• _WHAT THIS TASK INVOLVES_
Arrange every line of the entries below as a numbered list, skipping blank lines. Leave out the picture markers.

-- BEGIN MATERIAL SHOWN --

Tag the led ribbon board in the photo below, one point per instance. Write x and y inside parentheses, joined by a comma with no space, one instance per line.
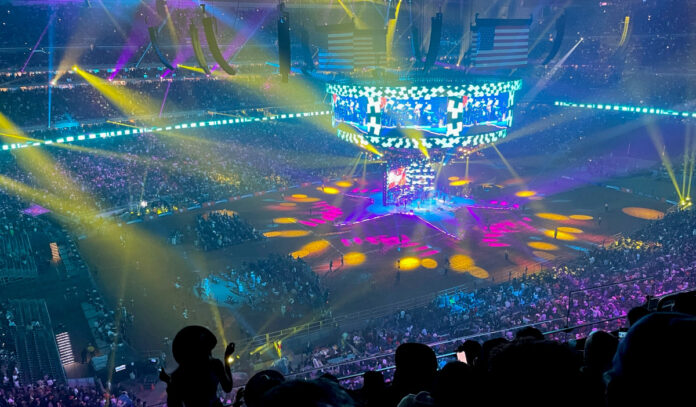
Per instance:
(627,109)
(435,111)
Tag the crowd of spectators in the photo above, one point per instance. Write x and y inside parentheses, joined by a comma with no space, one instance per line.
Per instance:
(49,393)
(529,368)
(278,283)
(598,289)
(216,230)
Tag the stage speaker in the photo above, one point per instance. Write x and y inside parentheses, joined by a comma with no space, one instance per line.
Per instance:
(435,33)
(284,44)
(306,51)
(557,40)
(214,48)
(155,45)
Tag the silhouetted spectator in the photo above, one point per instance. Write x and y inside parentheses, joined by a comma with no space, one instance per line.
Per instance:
(195,382)
(416,365)
(314,393)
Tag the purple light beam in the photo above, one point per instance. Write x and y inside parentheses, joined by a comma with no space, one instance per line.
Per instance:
(50,20)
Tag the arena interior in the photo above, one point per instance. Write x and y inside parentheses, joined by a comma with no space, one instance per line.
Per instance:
(347,203)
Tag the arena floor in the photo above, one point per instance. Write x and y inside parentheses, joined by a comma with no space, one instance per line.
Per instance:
(514,215)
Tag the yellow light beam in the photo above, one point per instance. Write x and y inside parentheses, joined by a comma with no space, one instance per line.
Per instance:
(687,155)
(391,30)
(122,124)
(659,144)
(625,31)
(129,102)
(466,171)
(191,68)
(691,170)
(507,164)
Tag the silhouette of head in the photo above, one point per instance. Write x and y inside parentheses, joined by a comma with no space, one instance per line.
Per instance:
(193,343)
(654,362)
(313,393)
(529,333)
(635,314)
(416,365)
(450,383)
(600,348)
(260,384)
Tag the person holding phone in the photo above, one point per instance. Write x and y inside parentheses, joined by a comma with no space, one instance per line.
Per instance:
(195,382)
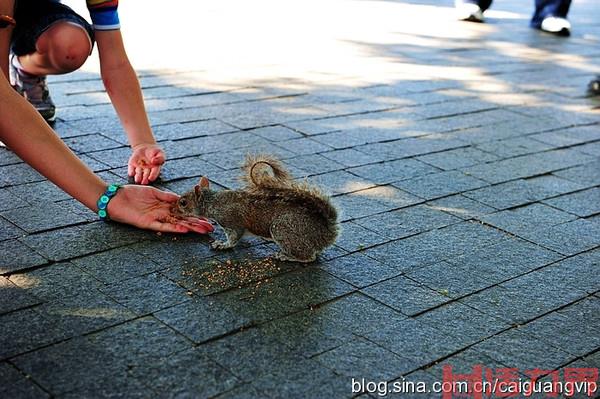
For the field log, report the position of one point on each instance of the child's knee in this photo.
(66, 45)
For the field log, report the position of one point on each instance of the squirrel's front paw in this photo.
(219, 245)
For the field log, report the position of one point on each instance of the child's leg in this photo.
(62, 48)
(50, 38)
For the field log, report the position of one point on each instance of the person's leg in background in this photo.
(49, 39)
(551, 16)
(471, 10)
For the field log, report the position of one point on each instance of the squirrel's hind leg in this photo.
(290, 233)
(289, 258)
(233, 236)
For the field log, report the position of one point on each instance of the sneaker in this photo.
(557, 26)
(34, 89)
(469, 12)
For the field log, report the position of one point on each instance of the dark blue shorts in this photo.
(34, 17)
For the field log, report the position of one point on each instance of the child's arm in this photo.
(6, 8)
(124, 90)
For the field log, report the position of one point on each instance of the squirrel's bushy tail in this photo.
(264, 171)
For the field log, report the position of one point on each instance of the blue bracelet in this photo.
(105, 199)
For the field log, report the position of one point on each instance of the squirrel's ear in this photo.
(204, 183)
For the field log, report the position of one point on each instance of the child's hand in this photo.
(145, 162)
(150, 208)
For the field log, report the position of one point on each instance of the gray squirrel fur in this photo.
(296, 216)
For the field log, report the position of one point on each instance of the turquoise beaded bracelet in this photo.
(105, 199)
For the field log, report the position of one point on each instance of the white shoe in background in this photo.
(556, 25)
(469, 12)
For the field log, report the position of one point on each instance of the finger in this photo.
(166, 196)
(167, 227)
(158, 159)
(130, 169)
(138, 174)
(155, 171)
(145, 174)
(198, 228)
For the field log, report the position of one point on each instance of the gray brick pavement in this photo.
(466, 167)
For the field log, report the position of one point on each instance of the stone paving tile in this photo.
(114, 157)
(521, 192)
(568, 329)
(583, 203)
(351, 158)
(91, 143)
(412, 158)
(14, 298)
(405, 295)
(440, 184)
(461, 206)
(306, 334)
(139, 341)
(116, 265)
(34, 219)
(177, 131)
(314, 164)
(588, 174)
(10, 201)
(9, 230)
(303, 146)
(513, 147)
(393, 171)
(408, 221)
(434, 246)
(269, 354)
(17, 256)
(372, 201)
(308, 380)
(514, 348)
(26, 330)
(85, 312)
(450, 279)
(72, 365)
(578, 271)
(525, 298)
(75, 241)
(411, 146)
(528, 165)
(458, 158)
(359, 270)
(466, 324)
(146, 294)
(568, 238)
(185, 374)
(340, 182)
(569, 137)
(354, 237)
(415, 341)
(504, 260)
(201, 319)
(17, 174)
(284, 294)
(56, 281)
(16, 385)
(359, 357)
(353, 314)
(243, 391)
(187, 167)
(527, 218)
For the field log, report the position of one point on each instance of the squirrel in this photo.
(298, 217)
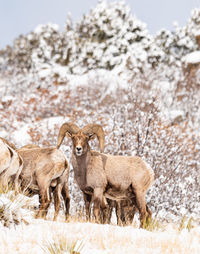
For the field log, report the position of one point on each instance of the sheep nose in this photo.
(78, 148)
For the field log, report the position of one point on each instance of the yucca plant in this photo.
(151, 224)
(62, 246)
(185, 223)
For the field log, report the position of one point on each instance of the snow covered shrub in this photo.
(16, 209)
(110, 36)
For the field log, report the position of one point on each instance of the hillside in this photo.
(143, 89)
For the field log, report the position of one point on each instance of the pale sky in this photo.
(22, 16)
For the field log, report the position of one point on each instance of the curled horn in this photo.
(69, 128)
(97, 130)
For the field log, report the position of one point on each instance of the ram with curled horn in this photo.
(97, 170)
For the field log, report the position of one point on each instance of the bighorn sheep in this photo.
(45, 170)
(10, 164)
(95, 171)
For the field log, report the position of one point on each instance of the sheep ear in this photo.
(91, 136)
(67, 129)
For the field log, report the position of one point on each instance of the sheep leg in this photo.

-- END MATERIAL SHOWN --

• _OUTPUT BELOW_
1. Tag the led ribbon board in the photo below, one point per instance. Write x and y inside parentheses, joined by a comma with no space, one instance per line.
2. Per instance:
3. (627,109)
4. (435,111)
5. Tag the crowd of spectators in the photo above, one point per instance. Write x and y inside parentheses, joined by a comma with no space, one instance per line.
6. Per instance:
7. (49,393)
8. (529,368)
9. (278,283)
10. (598,289)
11. (216,230)
12. Tag the stage speaker in the photo above, one point per instance. Write x and y inside parentheses, joined by a comma with no space, one instance per line.
13. Per instance:
14. (435,33)
15. (284,44)
16. (306,51)
17. (557,40)
18. (214,48)
19. (155,45)
20. Tag the silhouetted spectator in the photo above, one point per instance. Write x and y inside parentheses, joined by a comma with no space, one instance per line.
21. Per instance:
22. (195,382)
23. (416,365)
24. (314,393)
25. Tag the purple light beam in the photo above, one point per instance. Write x and y inside parentheses, joined by a comma with no space, one instance per line.
26. Per instance:
27. (50,20)
28. Tag the arena interior in the photo above, one point per instance. Write x and y inside parentheses, joined by a comma with no space, one instance per line.
29. Per instance:
30. (347,203)
31. Tag the arena floor in the photo above, one point per instance. Write x and y inside parentheses, joined by a comma with no space, one instance per line.
32. Per instance:
33. (514,215)
34. Tag the yellow light beam in the photo above, one point per instance. Write x and y inside parentheses, joined by a comma with no space, one instance per line.
35. Per instance:
36. (687,155)
37. (391,30)
38. (122,124)
39. (659,144)
40. (625,31)
41. (129,102)
42. (466,171)
43. (191,68)
44. (691,170)
45. (507,164)
46. Tag the silhouette of head in the photo above, one point per instance. Write x and y inside parentheses, joined by a comma with no space, one instance per line.
47. Per instance:
48. (193,343)
49. (654,362)
50. (313,393)
51. (529,333)
52. (635,314)
53. (416,365)
54. (450,383)
55. (600,348)
56. (260,384)
57. Tag the person holding phone in the photo above, one point per instance. Write x and y inside parentheses, joined by a comma with no space, one instance per line.
58. Per instance:
59. (195,382)
60. For the field log, report the position of one point on each instance of the child's knee in this photo.
61. (66, 45)
62. For the field log, report the position of one point on each instance of the squirrel's front paw in this photo.
63. (219, 245)
64. For the field log, report the position of one point on each instance of the child's leg in this photo.
65. (62, 48)
66. (50, 38)
67. For the field log, report the position of one point on each instance of the person's leg in background in this photo.
68. (49, 39)
69. (551, 16)
70. (471, 10)
71. For the field log, report the position of one point on each instance of the squirrel's hind leg in this photo.
72. (290, 233)
73. (289, 258)
74. (233, 236)
75. For the field log, report the position of one point on each instance of the sneaker in this photo.
76. (557, 26)
77. (34, 89)
78. (469, 12)
79. For the field log, report the position of one point on each instance of the dark blue shorts in this photo.
80. (34, 17)
81. For the field log, report the position of one point on each instance of the child's arm in this photo.
82. (6, 8)
83. (124, 90)
84. For the field log, report the position of one point on each instance of the squirrel's bushy tail in this photo.
85. (264, 171)
86. For the field log, report the position of one point on each instance of the blue bracelet in this photo.
87. (105, 199)
88. For the field log, report the position of one point on each instance of the squirrel's ear in this photo.
89. (204, 183)
90. For the field log, report the position of one point on each instance of the child's hand in this photo.
91. (145, 162)
92. (150, 208)
93. For the field log, report the position of one point on each instance of the gray squirrel fur in this photo.
94. (296, 216)
95. For the field log, report the position of one point on each instance of the turquoise beaded bracelet in this photo.
96. (105, 199)
97. For the field log, report the position of one point on each instance of the white shoe in background in this photo.
98. (556, 25)
99. (469, 12)
100. For the field log, report the position of one point on each instance of the finger in this photo.
101. (166, 196)
102. (167, 227)
103. (158, 159)
104. (130, 169)
105. (138, 174)
106. (155, 171)
107. (145, 174)
108. (198, 228)
109. For the field log, report the position of one point on each instance of the gray brick pavement in this photo.
110. (466, 167)
111. For the field log, report the position of one point on each instance of the stone paving tile in this photo.
112. (114, 157)
113. (521, 192)
114. (568, 329)
115. (583, 203)
116. (351, 158)
117. (91, 143)
118. (412, 158)
119. (14, 298)
120. (405, 295)
121. (440, 184)
122. (461, 206)
123. (306, 334)
124. (139, 341)
125. (116, 265)
126. (34, 219)
127. (177, 131)
128. (314, 164)
129. (588, 174)
130. (10, 201)
131. (9, 230)
132. (303, 146)
133. (513, 147)
134. (393, 171)
135. (408, 221)
136. (434, 246)
137. (269, 354)
138. (17, 256)
139. (372, 201)
140. (308, 380)
141. (514, 348)
142. (26, 330)
143. (85, 312)
144. (450, 279)
145. (72, 365)
146. (578, 271)
147. (525, 298)
148. (75, 241)
149. (411, 146)
150. (528, 165)
151. (458, 158)
152. (359, 270)
153. (466, 324)
154. (146, 294)
155. (568, 238)
156. (185, 374)
157. (340, 182)
158. (569, 137)
159. (354, 237)
160. (415, 341)
161. (504, 260)
162. (201, 319)
163. (17, 174)
164. (284, 294)
165. (56, 281)
166. (16, 385)
167. (359, 357)
168. (353, 314)
169. (243, 391)
170. (187, 167)
171. (527, 218)
172. For the field log, report the position of one point on each instance of the squirrel in this photo.
173. (298, 217)
174. For the field log, report the position of one point on each instance of the sheep nose in this photo.
175. (78, 148)
176. For the field log, report the position of one point on each instance of the yucca plant in this photo.
177. (151, 224)
178. (62, 246)
179. (185, 223)
180. For the field log, report the position of one point on each instance of the snow covered shrub in this photo.
181. (16, 209)
182. (110, 36)
183. For the field log, report the position of one point on each instance of the hillside in this photo.
184. (143, 89)
185. For the field log, report the position of one point on each instance of the pale sky in this photo.
186. (22, 16)
187. For the field log, report the position of one point on each instance of the curled horn in this photo.
188. (69, 128)
189. (97, 130)
190. For the field log, report the position of one point on each instance of the ram with curled horn in this photo.
191. (97, 170)
192. For the field log, report the position of one point on each instance of the bighorn sheep in this photo.
193. (45, 170)
194. (10, 164)
195. (95, 171)
196. For the field log, report the position of one point on each instance of the sheep ear in this photo.
197. (91, 136)
198. (67, 129)
199. For the field log, report the position of one point on each instance of the sheep leg in this photo.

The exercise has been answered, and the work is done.